(Collection entries)
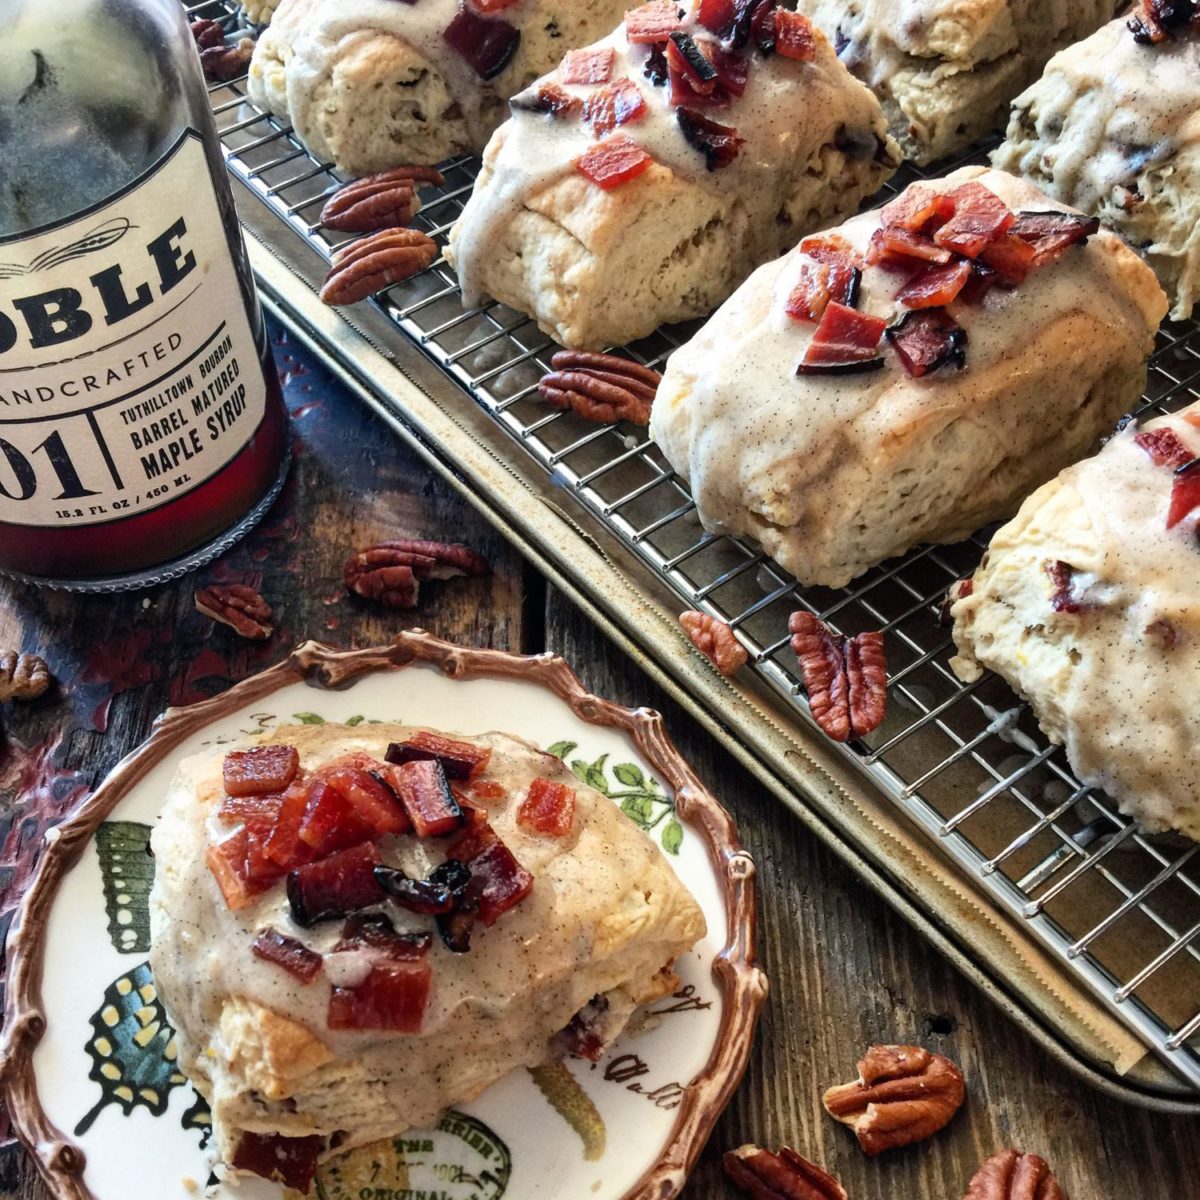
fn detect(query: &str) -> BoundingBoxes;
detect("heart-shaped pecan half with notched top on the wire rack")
[787,610,888,742]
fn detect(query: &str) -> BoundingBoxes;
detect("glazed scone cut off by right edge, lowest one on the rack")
[950,404,1200,840]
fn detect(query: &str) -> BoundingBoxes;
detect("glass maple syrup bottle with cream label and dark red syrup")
[0,0,288,590]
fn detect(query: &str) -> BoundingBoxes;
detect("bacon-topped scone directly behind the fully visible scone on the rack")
[446,0,899,349]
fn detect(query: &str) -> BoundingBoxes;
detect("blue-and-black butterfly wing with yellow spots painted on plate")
[74,962,187,1135]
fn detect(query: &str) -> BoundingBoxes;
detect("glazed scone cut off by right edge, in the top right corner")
[992,18,1200,320]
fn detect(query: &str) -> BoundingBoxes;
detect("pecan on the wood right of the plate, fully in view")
[823,1046,965,1154]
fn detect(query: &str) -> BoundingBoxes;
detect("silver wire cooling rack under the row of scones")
[187,0,1200,1092]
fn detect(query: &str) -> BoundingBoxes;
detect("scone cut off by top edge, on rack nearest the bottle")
[247,0,626,175]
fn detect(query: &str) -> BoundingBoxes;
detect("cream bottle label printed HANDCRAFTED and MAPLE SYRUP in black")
[0,130,266,527]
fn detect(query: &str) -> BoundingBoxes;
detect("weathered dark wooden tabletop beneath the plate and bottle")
[0,321,1200,1200]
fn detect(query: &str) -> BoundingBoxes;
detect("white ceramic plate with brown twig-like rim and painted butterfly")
[0,632,766,1200]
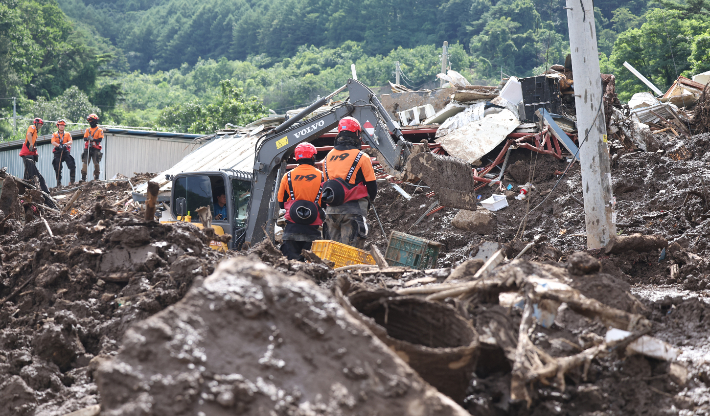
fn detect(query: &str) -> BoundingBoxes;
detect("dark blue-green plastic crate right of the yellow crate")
[385,231,442,270]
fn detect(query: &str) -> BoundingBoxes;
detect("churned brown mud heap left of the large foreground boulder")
[0,175,223,415]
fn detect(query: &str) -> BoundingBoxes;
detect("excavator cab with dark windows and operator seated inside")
[170,170,252,249]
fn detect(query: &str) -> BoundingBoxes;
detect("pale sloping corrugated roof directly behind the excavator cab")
[136,135,260,193]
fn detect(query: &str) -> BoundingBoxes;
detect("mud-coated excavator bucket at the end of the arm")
[406,152,476,211]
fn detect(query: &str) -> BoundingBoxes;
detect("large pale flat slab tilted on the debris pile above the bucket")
[436,109,520,163]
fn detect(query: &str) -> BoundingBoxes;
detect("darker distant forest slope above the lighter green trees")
[59,0,648,76]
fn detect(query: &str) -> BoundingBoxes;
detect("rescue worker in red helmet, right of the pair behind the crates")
[323,117,377,248]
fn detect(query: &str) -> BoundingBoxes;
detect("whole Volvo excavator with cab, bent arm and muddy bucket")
[171,79,476,250]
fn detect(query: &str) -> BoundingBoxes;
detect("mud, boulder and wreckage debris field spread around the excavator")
[9,65,710,415]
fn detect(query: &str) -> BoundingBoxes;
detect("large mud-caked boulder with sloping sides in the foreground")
[92,258,468,416]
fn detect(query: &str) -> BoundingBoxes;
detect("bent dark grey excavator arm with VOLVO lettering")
[245,79,475,244]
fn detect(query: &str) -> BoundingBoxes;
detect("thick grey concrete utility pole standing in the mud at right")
[565,0,616,249]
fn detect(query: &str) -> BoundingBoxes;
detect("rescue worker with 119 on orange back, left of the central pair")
[278,143,325,261]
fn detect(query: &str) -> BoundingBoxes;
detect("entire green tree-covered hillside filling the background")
[0,0,710,137]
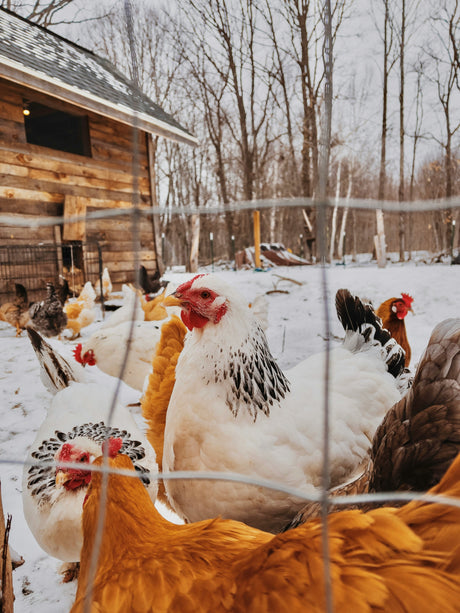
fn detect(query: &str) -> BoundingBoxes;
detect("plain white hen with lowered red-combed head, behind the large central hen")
[74,312,161,391]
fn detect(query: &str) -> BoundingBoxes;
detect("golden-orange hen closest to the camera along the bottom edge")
[70,448,460,613]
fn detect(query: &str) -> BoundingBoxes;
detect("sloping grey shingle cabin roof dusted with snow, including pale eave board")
[0,8,197,145]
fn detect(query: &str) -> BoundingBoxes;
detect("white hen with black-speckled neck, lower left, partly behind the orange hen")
[22,330,157,562]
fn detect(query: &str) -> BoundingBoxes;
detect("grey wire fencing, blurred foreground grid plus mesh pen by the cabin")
[0,1,460,613]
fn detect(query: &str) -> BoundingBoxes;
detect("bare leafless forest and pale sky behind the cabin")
[1,0,460,269]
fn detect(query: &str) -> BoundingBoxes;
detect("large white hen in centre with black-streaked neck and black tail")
[161,275,404,532]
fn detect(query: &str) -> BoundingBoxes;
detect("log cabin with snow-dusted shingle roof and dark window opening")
[0,9,196,299]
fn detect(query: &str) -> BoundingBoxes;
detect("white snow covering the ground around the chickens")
[0,262,460,613]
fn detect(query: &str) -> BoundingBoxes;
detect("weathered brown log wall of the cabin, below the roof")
[0,79,156,289]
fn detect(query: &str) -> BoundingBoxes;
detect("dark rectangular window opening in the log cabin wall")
[24,101,91,157]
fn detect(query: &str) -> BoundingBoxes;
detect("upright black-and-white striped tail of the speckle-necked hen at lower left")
[27,327,81,394]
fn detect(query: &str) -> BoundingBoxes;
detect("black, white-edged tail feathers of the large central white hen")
[335,289,407,378]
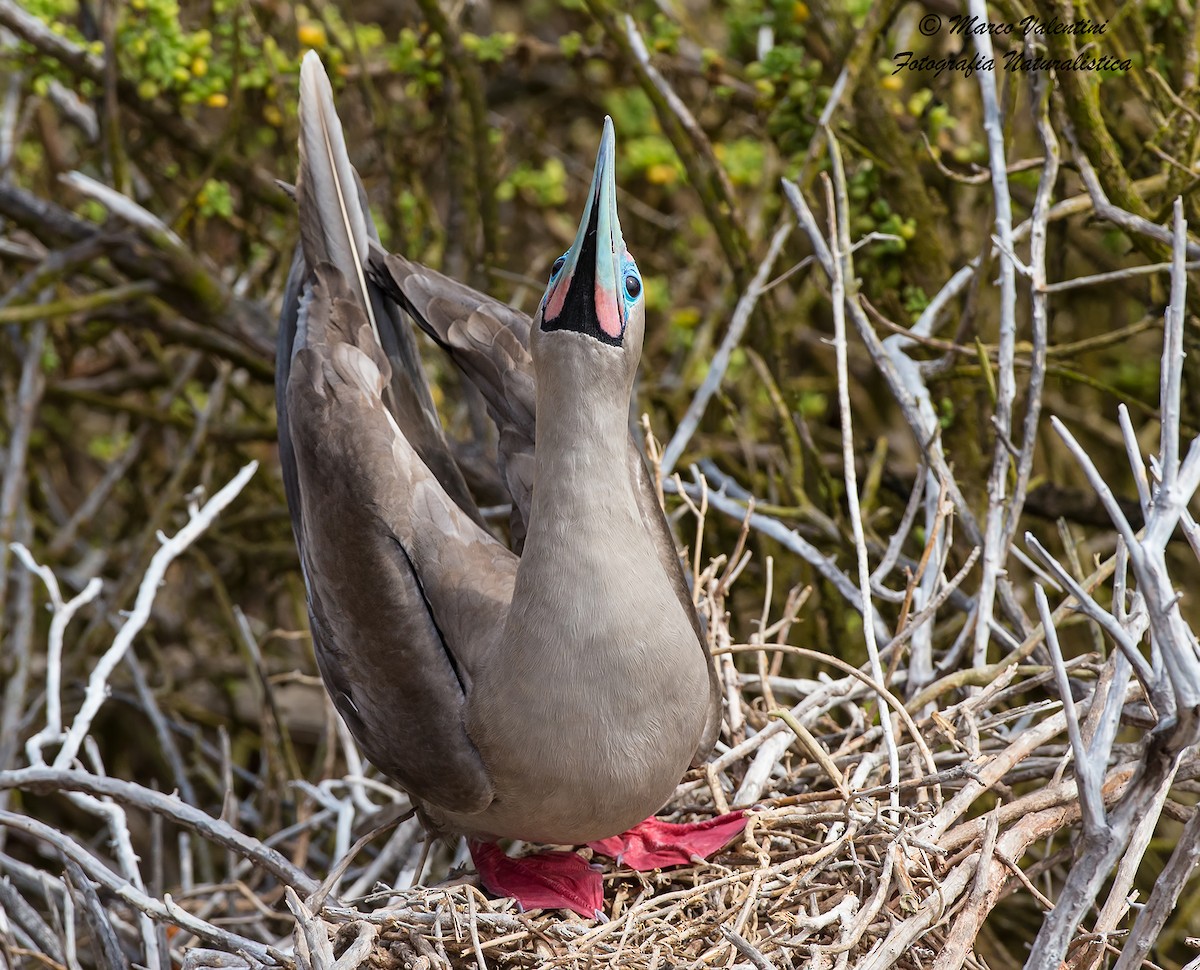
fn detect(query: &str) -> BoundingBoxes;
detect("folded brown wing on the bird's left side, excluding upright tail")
[286,263,516,813]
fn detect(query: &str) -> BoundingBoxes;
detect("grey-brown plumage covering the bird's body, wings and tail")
[277,54,719,843]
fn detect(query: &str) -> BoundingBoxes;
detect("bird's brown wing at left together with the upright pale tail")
[276,55,517,813]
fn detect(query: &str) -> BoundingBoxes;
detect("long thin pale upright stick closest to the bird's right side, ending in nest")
[826,144,907,818]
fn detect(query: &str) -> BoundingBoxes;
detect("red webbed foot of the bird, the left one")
[467,839,604,920]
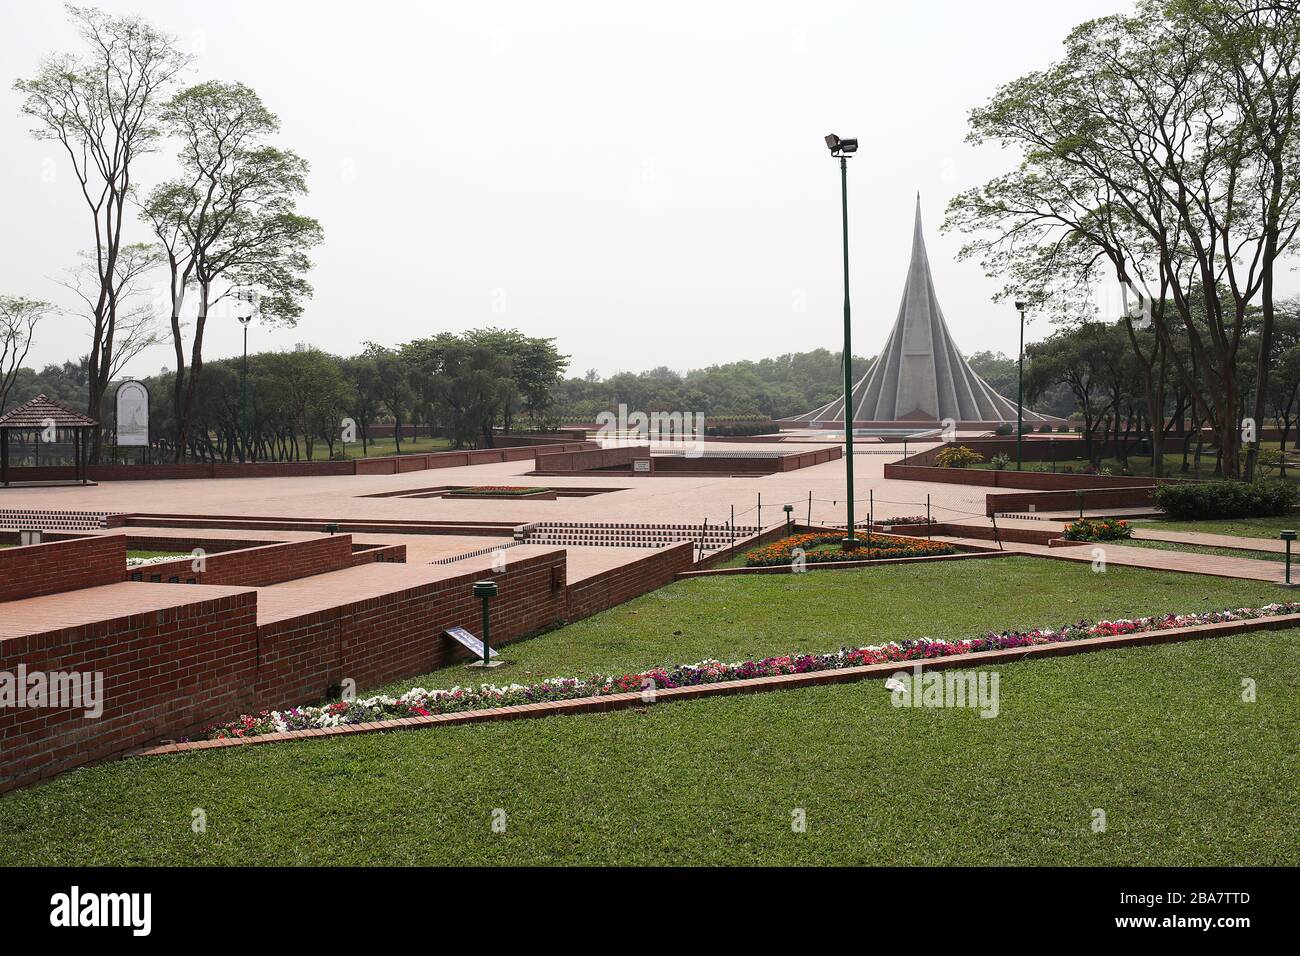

• [Work to complete]
Copy every record exactly as it appears, apart from any pictures.

• [Finished task]
fn detect(query: &str) -> BoundingBoxes;
detect("heart-shaped pecan half with notched top on the wire rack")
[787,610,888,742]
fn detect(query: &str) -> BoundingBoxes;
detect("glazed scone cut off by right edge, lowest one on the rack")
[950,404,1200,840]
fn detect(query: &str) -> BoundingBoxes;
detect("glass maple syrup bottle with cream label and dark red syrup")
[0,0,288,590]
fn detect(query: &str) -> BoundingBoxes;
detect("bacon-topped scone directly behind the fully visible scone on the rack")
[446,0,899,349]
fn detect(query: &str) -> BoundingBoxes;
detect("blue-and-black butterfly wing with yellow spots painted on plate")
[74,962,187,1135]
fn detect(query: &str) -> BoundingBoxes;
detect("glazed scone cut off by right edge, in the top right corner")
[992,18,1200,320]
fn detect(query: &str) -> BoundingBoxes;
detect("pecan on the wood right of the plate, fully in view")
[823,1046,965,1154]
fn detect(query: &str) -> BoundingBoxes;
detect("silver wire cooling rack under the row of scones")
[187,0,1200,1092]
fn detect(query: &str) -> BoundingBoxes;
detect("scone cut off by top edge, on rack nearest the bottle")
[247,0,626,175]
fn detect(query: &str) -> BoundingBoxes;
detect("cream bottle label printed HANDCRAFTED and MAPLE SYRUP in black")
[0,130,266,527]
fn detect(query: &str) -> BoundingBoxes;
detect("weathered dark wooden tabletop beneath the plate and bottle")
[0,321,1200,1200]
fn detect(query: &str) -> BoundingBoxes;
detect("white ceramic plate with brown twig-like rim and painted butterfly")
[0,632,766,1200]
fn detect(query: &str) -> BoundingBoxes;
detect("dark blue-green plastic crate right of the yellow crate")
[385,231,442,270]
fn detect(query: &str) -> BoundingBoxes;
detect("churned brown mud heap left of the large foreground boulder")
[0,175,223,415]
fn detect(query: &str) -> BoundingBoxes;
detect("excavator cab with dark windows and operator seated inside")
[170,170,252,249]
fn detect(query: &str) -> BoundingBoxes;
detect("pale sloping corrugated roof directly behind the excavator cab")
[136,135,260,193]
fn detect(query: &str) -> BoundingBoxes;
detect("mud-coated excavator bucket at the end of the arm")
[406,152,476,211]
fn detect(query: &str) -> BoundingBoxes;
detect("large pale flat slab tilted on the debris pile above the bucket")
[436,109,520,163]
fn detect(query: &str) -> BoundingBoxes;
detect("darker distant forest slope above the lighter green trees")
[59,0,648,76]
fn detect(query: &str) -> BoundingBoxes;
detect("rescue worker in red helmet, right of the pair behind the crates")
[323,117,377,248]
fn detect(query: &str) -> BoundingBoxes;
detect("whole Volvo excavator with cab, bent arm and muddy bucket")
[171,79,476,250]
fn detect(query: &str) -> BoundingBoxes;
detect("mud, boulder and wreckage debris field spread around the excavator")
[9,65,710,415]
fn detect(query: &str) -> BoundingBoxes;
detect("large mud-caked boulder with sloping sides in the foreground")
[92,258,468,416]
fn detect(query: &str) -> BoundingBoxes;
detect("bent dark grey excavator arm with VOLVO lettering")
[245,79,475,244]
fn detect(query: &str) -> BoundingBoxes;
detect("thick grey concrete utility pole standing in the mud at right")
[565,0,616,249]
fn detect(query: &str) -> BoundingBoxes;
detect("rescue worker with 119 on orange back, left of the central pair")
[278,143,325,261]
fn detect(query: &str) -> BoundingBoxes;
detect("entire green tree-covered hillside filling the background")
[0,0,710,137]
fn detect(query: &str) -> BoundingBoxes;
detect("plain white hen with lowered red-combed head, behind the large central hen")
[74,312,161,391]
fn detect(query: &str) -> BoundingBoxes;
detect("golden-orange hen closest to the camera along the bottom edge")
[70,448,460,613]
fn detect(query: &str) -> BoundingBoxes;
detect("sloping grey shingle cabin roof dusted with snow, including pale eave board")
[0,8,197,145]
fn detect(query: &str) -> BoundingBoxes;
detect("white hen with black-speckled neck, lower left, partly behind the orange hen")
[22,330,157,562]
fn detect(query: &str) -> BoundingBoxes;
detect("grey wire fencing, blurred foreground grid plus mesh pen by the cabin")
[0,1,460,613]
fn detect(query: &str) -> BoundingBoxes;
detect("bare leafless forest and pale sky behind the cabin")
[1,0,460,269]
fn detect(query: &str) -> BoundingBoxes;
detect("large white hen in centre with black-streaked neck and black tail")
[161,275,404,532]
fn detect(query: &str) -> BoundingBoxes;
detect("log cabin with snow-dusted shingle roof and dark window opening")
[0,9,196,299]
fn detect(query: &str) -> BoundingBoxes;
detect("white snow covering the ground around the chickens")
[0,262,460,613]
fn detect(query: &str) -> BoundingBoxes;
detect("weathered brown log wall of the cabin, below the roof")
[0,79,156,289]
fn detect(query: &str) -> BoundingBoxes;
detect("dark rectangular window opening in the log cabin wall")
[24,101,91,157]
fn detect(query: &str) -> BoundingBoxes;
detect("upright black-and-white striped tail of the speckle-necked hen at lower left")
[27,327,81,394]
fn detect(query: &str) -> BoundingBoxes;
detect("black, white-edged tail feathers of the large central white hen")
[335,289,407,378]
fn detect(query: &str) -> BoundingBoxes;
detect("folded brown wing on the bird's left side, excluding upright tail")
[286,263,516,813]
fn detect(query: &str) -> BoundingBoxes;
detect("grey-brown plumage covering the bird's body, wings and tail")
[277,54,719,843]
fn detect(query: &str) -> BoundingBoxes;
detect("bird's brown wing at left together with the upright pale tail")
[276,55,517,813]
fn detect(query: &str) -> BoundingBoxes;
detect("long thin pale upright stick closest to the bird's right side, ending in nest")
[826,144,907,818]
fn detect(query: &str) -> BoundingBoxes;
detect("red webbed foot of the bird, the left one")
[467,839,604,920]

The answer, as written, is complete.